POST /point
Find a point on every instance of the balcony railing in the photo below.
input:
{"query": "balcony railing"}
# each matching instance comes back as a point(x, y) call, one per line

▶ **Instructions for the task**:
Please reproduce the records above line for line, leaving every character unchanged.

▶ **Exercise solution**:
POST /point
Find a point on every instance of the balcony railing in the photo below.
input:
{"query": "balcony railing"}
# each matching instance comes back as a point(x, y) call, one per line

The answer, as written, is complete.